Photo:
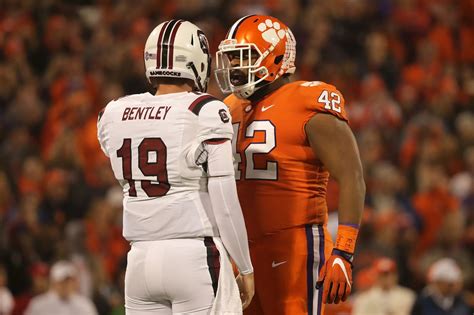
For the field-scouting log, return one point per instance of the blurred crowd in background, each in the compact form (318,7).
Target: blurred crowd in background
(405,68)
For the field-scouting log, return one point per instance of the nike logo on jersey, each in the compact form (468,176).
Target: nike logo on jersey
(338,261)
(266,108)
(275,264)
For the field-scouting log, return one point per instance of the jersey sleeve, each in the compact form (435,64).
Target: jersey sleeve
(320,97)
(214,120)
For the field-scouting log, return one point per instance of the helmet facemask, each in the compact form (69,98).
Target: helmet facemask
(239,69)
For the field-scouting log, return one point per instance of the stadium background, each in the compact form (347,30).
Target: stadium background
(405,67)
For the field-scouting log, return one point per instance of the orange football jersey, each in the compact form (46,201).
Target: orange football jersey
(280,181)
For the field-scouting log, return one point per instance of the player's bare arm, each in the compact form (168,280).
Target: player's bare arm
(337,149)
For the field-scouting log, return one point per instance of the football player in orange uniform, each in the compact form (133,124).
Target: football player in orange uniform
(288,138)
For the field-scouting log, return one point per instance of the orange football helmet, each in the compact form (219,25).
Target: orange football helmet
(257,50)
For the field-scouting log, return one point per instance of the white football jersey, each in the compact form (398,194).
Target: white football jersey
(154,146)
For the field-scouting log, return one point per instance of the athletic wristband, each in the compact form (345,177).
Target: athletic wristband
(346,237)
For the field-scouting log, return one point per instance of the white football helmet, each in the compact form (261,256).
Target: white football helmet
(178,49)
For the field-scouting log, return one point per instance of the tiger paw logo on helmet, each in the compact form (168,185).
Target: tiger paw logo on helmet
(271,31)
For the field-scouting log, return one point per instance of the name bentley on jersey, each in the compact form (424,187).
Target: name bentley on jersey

···

Exercise instructions: Scale everything from the line containing "compact form (398,194)." down to the end of the material, rewriting every line in full. Multiply each coordinate of the answer points by 2.45 and round to whole numbers, with halves going up. Leave every other number as it is, and give only these lines.

Output of the exercise:
For the field-scouting log, return one point per instance of the white football jersey, each in the compact form (398,194).
Target: white football jersey
(377,358)
For the field-scouting log, return one point per instance of the athletic wristband, each in the compact form (345,177).
Target: athletic wristband
(848,581)
For the field-scouting log, return one point per instance of the white football helmet, each in the compact form (261,256).
Target: white football helmet
(436,120)
For the field-scouting log, return one point per instance of the tiger paw logo on helmet, each in the compact form (168,185).
Target: tiger paw logo on helmet
(664,76)
For the field-scouting log, return one point per instance of the name bentley on jersey, each in the compact form (424,187).
Target: name bentley on jersey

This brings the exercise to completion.